JOB » Rewrite all the records with "Target" swapped for "Object", keeping everything else the same and leaving out the pictures.

TASK INPUTS »
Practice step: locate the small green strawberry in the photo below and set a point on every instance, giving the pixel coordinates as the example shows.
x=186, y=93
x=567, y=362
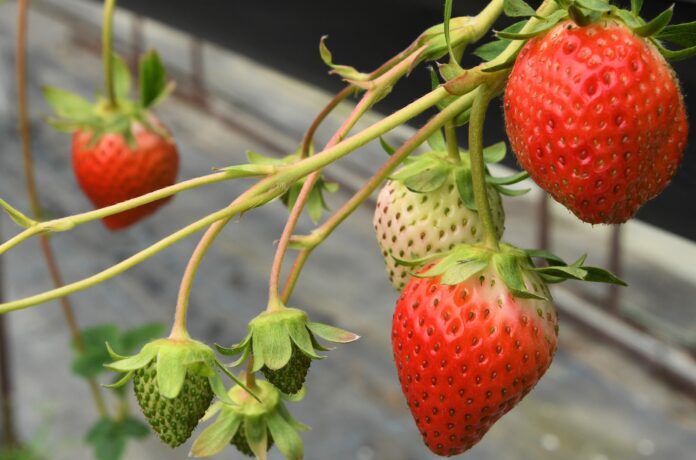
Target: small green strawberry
x=253, y=426
x=283, y=346
x=428, y=207
x=174, y=383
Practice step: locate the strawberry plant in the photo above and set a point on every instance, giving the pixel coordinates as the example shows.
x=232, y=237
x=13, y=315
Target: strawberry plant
x=594, y=115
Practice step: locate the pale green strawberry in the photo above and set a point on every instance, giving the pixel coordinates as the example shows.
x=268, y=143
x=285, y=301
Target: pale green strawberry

RESPONSE »
Practice step: locate the small green strawberry in the photo below and set a point on every instance, giving the pixel coordinates as the example shows.
x=186, y=93
x=567, y=362
Object: small green strawberry
x=253, y=426
x=283, y=346
x=428, y=207
x=174, y=383
Practice step: locate the strawberry plant in the photo above and set a point on every instance, giving the pixel coordinates as the example shows.
x=232, y=237
x=13, y=315
Object: strawberry plant
x=594, y=115
Practice step: locate the pale green strawberry in the photo above and set a point on every instance, giving the pixel coordinates as the example shows.
x=268, y=143
x=285, y=301
Object: pale green strawberry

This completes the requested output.